## Page extract
Premier League head injury and concussion rules explained
By Peter Smith
Last Updated: 19/09/16 1:17pm
Should Anthony Martial have been substituted by Manchester United before his error led to Watford's opening goal on Sunday?
The Frenchman clashed heads with Daryl Janmaat at Vicarage Road and required extensive treatment on the field. However, the forward played on and shortly afterwards lost possession in the build-up to Etienne Capoue's goal.
Martial was then substituted, holding his head as he left the field.
The incident has raised questions over whether the 20-year-old should have been removed from the field of play sooner, if club doctors suspected he had suffered concussion.
Here, we look at the rules around head injuries and how players suspected of having concussion should be treated - and when they can return to action…
What are the rules around players who suffer head injuries?
At the start of the 2014/15 season, the Premier League introduced new rules on how to deal with head injuries.
They stated that any player suffering a head injury must now leave the pitch and the club doctor must decide if the player is capable of continuing - not the team manager or coaches.
All Premier League players must also undergo a pre-season neurological assessment as part of their annual medical check-up to help doctors measure their recovery rate should they sustain a head injury during the season.
What happens when a player gets a head injury?
The medical team enter the field of play to assess the injured player. If there is a confirmed or suspected loss of consciousness, the player must be removed from the field of play and is not allowed to return.
If the player has not lost consciousness, an assessment will take place to determine whether the player has suffered concussion. This will include asking him questions such as, who has scored and what stadium they are at. If there is any suspicion the player has suffered concussion he will not be allowed to play on.
Medical staff can also watch video replays of the incident, if available, to be clear on the order of events.
If they have a head injury how long does it take for them to come back?
The FA and Premier League have set out clear 'return to play' guidelines for players who are suspected to have suffered concussion. Essentially, no player will be allowed to return for a competitive game for at least six days.
There is no blood test or scan which can diagnose concussion. Diagnosis is made on the basis of history and examination.
The guidelines work on a step-by-step basis, with a player only allowed to progress a step every 24 hours - although this process can often take longer. The steps are: No physical activity, light aerobic exercise, sport specific exercise, non-contact training drills, full contact training, return to play (after an all-clear from the club's medical officer).
When has this rule been applied?
Kasper Schmeichel was rested by Leicester on Saturday after sustaining concussion in training last week, while Mamadou Sakho was substituted during Liverpool's League Cup final with Manchester City last season after clashing heads with Emre Can.
Prior to the rules coming into force at the start of the 2014/15 season, there were also high-profile instances at the 2014 World Cup in Brazil, with Germany's Christoph Kramer subbed off during the first-half of the final.
What's the expert view on football's approach?
Luke Griggs from Headway Brain Injury Association has backed the rules put in place by the FA and Premier League but says there are concerns about the way they are applied.

## Entries shown
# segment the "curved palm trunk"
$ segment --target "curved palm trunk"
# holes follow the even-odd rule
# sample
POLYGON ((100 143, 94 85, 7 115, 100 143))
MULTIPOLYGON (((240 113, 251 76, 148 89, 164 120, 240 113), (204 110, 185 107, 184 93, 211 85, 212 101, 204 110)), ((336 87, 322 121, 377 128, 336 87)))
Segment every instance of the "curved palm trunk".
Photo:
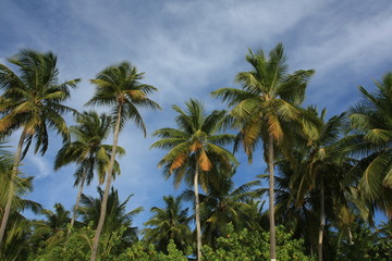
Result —
POLYGON ((318 261, 322 261, 322 237, 323 231, 326 227, 326 195, 324 195, 324 186, 323 178, 320 178, 320 227, 319 227, 319 236, 318 236, 318 246, 317 246, 317 254, 318 261))
POLYGON ((268 172, 269 172, 269 223, 270 223, 270 258, 277 260, 275 225, 274 225, 274 170, 273 170, 273 136, 268 138, 268 172))
POLYGON ((201 261, 201 226, 200 226, 200 201, 198 197, 198 167, 194 177, 195 189, 195 215, 196 215, 196 240, 197 240, 197 261, 201 261))
POLYGON ((110 186, 111 186, 111 179, 113 176, 115 152, 117 152, 117 147, 118 147, 118 141, 119 141, 121 109, 122 109, 121 105, 119 105, 119 111, 118 111, 118 115, 117 115, 117 120, 115 120, 115 127, 114 127, 114 133, 113 133, 113 147, 112 147, 112 152, 110 156, 110 162, 109 162, 108 172, 107 172, 107 184, 105 187, 105 194, 103 194, 103 198, 102 198, 102 204, 101 204, 101 211, 100 211, 98 226, 96 229, 96 234, 94 236, 90 261, 95 261, 97 259, 99 237, 100 237, 100 234, 102 233, 102 227, 103 227, 105 217, 106 217, 106 213, 107 213, 108 197, 109 197, 109 190, 110 190, 110 186))
POLYGON ((13 199, 14 192, 15 192, 15 184, 14 184, 14 182, 15 182, 15 178, 16 178, 16 175, 17 175, 17 166, 19 166, 19 164, 21 162, 22 147, 23 147, 23 142, 24 142, 25 138, 26 138, 26 132, 24 129, 22 132, 21 138, 20 138, 19 144, 17 144, 15 160, 14 160, 14 164, 13 164, 12 173, 11 173, 11 179, 10 179, 10 186, 9 186, 9 191, 8 191, 8 197, 7 197, 7 204, 5 204, 5 209, 4 209, 4 215, 3 215, 3 219, 1 221, 0 247, 1 247, 2 243, 3 243, 8 219, 10 217, 12 199, 13 199))
POLYGON ((70 237, 70 235, 71 235, 71 229, 73 228, 73 226, 74 226, 74 224, 75 224, 76 212, 77 212, 78 204, 79 204, 79 201, 81 201, 84 183, 85 183, 85 181, 86 181, 86 175, 87 175, 87 173, 84 172, 84 173, 83 173, 83 177, 82 177, 82 182, 81 182, 81 186, 79 186, 79 190, 78 190, 77 197, 76 197, 76 203, 75 203, 74 211, 73 211, 73 215, 72 215, 72 220, 71 220, 71 226, 70 226, 70 228, 69 228, 69 231, 68 231, 68 234, 66 234, 66 239, 70 237))

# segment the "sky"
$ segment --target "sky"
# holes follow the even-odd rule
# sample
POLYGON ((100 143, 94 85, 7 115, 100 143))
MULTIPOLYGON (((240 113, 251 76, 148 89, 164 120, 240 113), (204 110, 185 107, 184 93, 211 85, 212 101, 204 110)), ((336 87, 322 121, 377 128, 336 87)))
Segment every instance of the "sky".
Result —
MULTIPOLYGON (((121 133, 126 156, 119 160, 122 175, 113 183, 122 200, 134 194, 128 210, 145 208, 134 220, 142 228, 151 207, 163 207, 163 196, 183 188, 174 189, 157 167, 166 151, 149 149, 154 130, 175 126, 172 104, 183 107, 196 98, 208 112, 226 109, 209 94, 237 87, 235 75, 250 69, 245 61, 249 48, 268 53, 283 42, 289 72, 316 70, 305 104, 327 108, 328 116, 342 113, 359 101, 358 86, 372 90, 372 80, 392 70, 391 14, 390 0, 1 0, 0 63, 8 64, 22 48, 52 51, 61 80, 82 78, 68 102, 79 111, 93 109, 84 103, 95 89, 88 79, 99 71, 130 61, 145 72, 144 83, 159 89, 150 98, 163 110, 140 110, 147 138, 133 123, 121 133)), ((66 121, 73 124, 71 115, 66 121)), ((77 192, 75 166, 53 171, 60 148, 61 138, 52 134, 44 157, 29 151, 22 169, 35 179, 26 197, 47 209, 61 202, 71 210, 77 192)), ((261 152, 252 165, 242 151, 236 156, 242 162, 236 185, 265 171, 261 152)), ((85 194, 97 197, 96 190, 97 181, 85 194)))

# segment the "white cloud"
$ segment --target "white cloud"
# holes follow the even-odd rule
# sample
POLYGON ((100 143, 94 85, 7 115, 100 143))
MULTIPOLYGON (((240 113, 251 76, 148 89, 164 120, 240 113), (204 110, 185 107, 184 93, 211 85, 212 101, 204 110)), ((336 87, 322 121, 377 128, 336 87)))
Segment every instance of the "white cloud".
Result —
MULTIPOLYGON (((347 101, 342 100, 355 98, 352 94, 356 91, 357 84, 353 84, 356 77, 378 77, 370 74, 392 66, 389 1, 368 7, 357 1, 311 0, 145 1, 143 4, 48 0, 35 4, 36 9, 5 2, 8 12, 0 16, 0 22, 4 25, 2 32, 13 38, 0 42, 0 62, 20 47, 52 50, 59 57, 60 77, 83 77, 70 102, 82 110, 94 92, 88 79, 112 63, 128 60, 146 72, 145 83, 159 88, 152 99, 164 111, 142 110, 149 133, 174 126, 170 105, 183 105, 189 97, 204 100, 208 108, 223 108, 209 98, 209 92, 233 86, 235 74, 248 69, 244 61, 248 47, 268 52, 277 42, 284 42, 292 70, 317 70, 309 86, 310 103, 332 105, 336 111, 346 105, 347 101), (7 48, 2 48, 5 44, 7 48)), ((151 206, 157 195, 172 194, 173 187, 156 167, 163 152, 148 150, 155 139, 143 139, 142 132, 131 125, 120 137, 120 145, 128 153, 121 160, 123 174, 113 185, 123 197, 135 192, 134 199, 139 204, 151 206)), ((50 179, 53 186, 60 184, 50 194, 52 200, 73 203, 75 191, 69 192, 66 188, 72 187, 72 170, 50 175, 50 163, 59 147, 59 144, 51 147, 45 158, 28 156, 26 169, 33 165, 28 171, 37 170, 35 194, 40 188, 51 190, 47 185, 50 179)), ((250 166, 254 169, 246 169, 247 163, 243 162, 242 167, 249 170, 247 173, 255 172, 255 176, 260 174, 260 162, 250 166)), ((87 191, 95 192, 95 185, 87 191)))
POLYGON ((26 174, 33 174, 36 179, 45 178, 52 173, 52 164, 41 156, 30 153, 27 156, 26 161, 27 164, 24 166, 26 169, 26 174))

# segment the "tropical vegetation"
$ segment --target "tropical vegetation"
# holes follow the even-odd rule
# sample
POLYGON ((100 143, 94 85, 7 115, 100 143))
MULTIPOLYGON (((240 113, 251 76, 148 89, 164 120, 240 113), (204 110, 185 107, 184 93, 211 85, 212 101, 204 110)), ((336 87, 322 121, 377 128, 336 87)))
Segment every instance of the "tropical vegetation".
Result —
POLYGON ((161 109, 158 88, 130 62, 113 64, 90 80, 86 103, 109 111, 78 112, 66 102, 79 79, 61 82, 52 52, 22 49, 0 64, 0 260, 392 260, 392 72, 327 117, 302 105, 315 71, 289 73, 282 44, 246 61, 240 88, 211 92, 226 103, 189 98, 152 132, 150 147, 164 151, 157 172, 181 191, 144 227, 134 224, 144 206, 130 210, 132 191, 122 199, 113 185, 133 174, 121 173, 120 157, 135 148, 121 147, 120 134, 133 135, 131 121, 147 135, 143 113, 161 109), (28 199, 35 173, 23 160, 33 144, 48 151, 50 130, 62 137, 53 171, 71 169, 78 187, 72 209, 28 199), (264 165, 245 184, 235 182, 240 147, 264 165))

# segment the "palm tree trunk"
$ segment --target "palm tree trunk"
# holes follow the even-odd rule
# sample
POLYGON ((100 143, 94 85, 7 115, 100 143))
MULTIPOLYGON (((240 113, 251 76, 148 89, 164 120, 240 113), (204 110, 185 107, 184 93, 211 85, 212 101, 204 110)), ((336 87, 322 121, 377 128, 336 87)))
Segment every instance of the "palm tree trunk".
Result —
POLYGON ((324 186, 323 178, 320 178, 320 227, 319 227, 319 238, 318 238, 318 261, 322 261, 322 236, 326 227, 326 202, 324 202, 324 186))
POLYGON ((268 172, 269 172, 269 222, 270 222, 270 258, 277 260, 275 225, 274 225, 274 170, 273 170, 273 136, 268 138, 268 172))
POLYGON ((71 226, 70 226, 70 228, 69 228, 69 231, 68 231, 66 239, 70 237, 70 235, 71 235, 71 229, 73 228, 74 223, 75 223, 75 220, 76 220, 76 212, 77 212, 78 204, 79 204, 79 201, 81 201, 84 183, 85 183, 85 181, 86 181, 86 175, 87 175, 87 172, 84 172, 84 173, 83 173, 83 176, 82 176, 82 182, 81 182, 79 190, 78 190, 78 192, 77 192, 76 203, 75 203, 74 212, 73 212, 72 220, 71 220, 71 226))
POLYGON ((118 147, 118 141, 119 141, 121 109, 122 109, 122 107, 119 105, 119 111, 118 111, 118 115, 117 115, 117 120, 115 120, 115 127, 114 127, 114 133, 113 133, 113 147, 112 147, 112 152, 110 156, 110 162, 109 162, 108 172, 107 172, 107 184, 105 187, 105 194, 103 194, 103 198, 102 198, 102 204, 101 204, 101 211, 100 211, 98 226, 96 229, 96 234, 94 236, 90 261, 95 261, 97 259, 99 237, 100 237, 100 234, 102 233, 102 227, 103 227, 105 217, 106 217, 106 213, 107 213, 108 197, 109 197, 109 190, 110 190, 110 186, 111 186, 111 179, 113 176, 115 152, 117 152, 117 147, 118 147))
POLYGON ((195 189, 195 215, 196 215, 196 240, 197 240, 197 261, 201 261, 201 227, 200 227, 200 201, 198 197, 198 167, 194 177, 195 189))
POLYGON ((19 144, 17 144, 15 160, 14 160, 14 164, 13 164, 13 167, 12 167, 10 185, 9 185, 9 190, 8 190, 7 204, 5 204, 4 214, 3 214, 3 219, 1 221, 1 226, 0 226, 0 247, 1 247, 3 238, 4 238, 8 219, 10 217, 12 199, 13 199, 14 192, 15 192, 15 184, 14 184, 14 182, 15 182, 15 178, 16 178, 16 175, 17 175, 17 166, 19 166, 20 161, 21 161, 22 147, 23 147, 23 142, 24 142, 25 138, 26 138, 26 132, 25 132, 25 129, 23 129, 21 138, 20 138, 19 144))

## What to produce
Please transcribe, word for word, the passage of the concussion rules article above that begins with the words containing "Premier League head" and ends with "had suffered concussion.".

## Output
Premier League head injury and concussion rules explained
By Peter Smith
Last Updated: 19/09/16 1:17pm
Should Anthony Martial have been substituted by Manchester United before his error led to Watford's opening goal on Sunday?
The Frenchman clashed heads with Daryl Janmaat at Vicarage Road and required extensive treatment on the field. However, the forward played on and shortly afterwards lost possession in the build-up to Etienne Capoue's goal.
Martial was then substituted, holding his head as he left the field.
The incident has raised questions over whether the 20-year-old should have been removed from the field of play sooner, if club doctors suspected he had suffered concussion.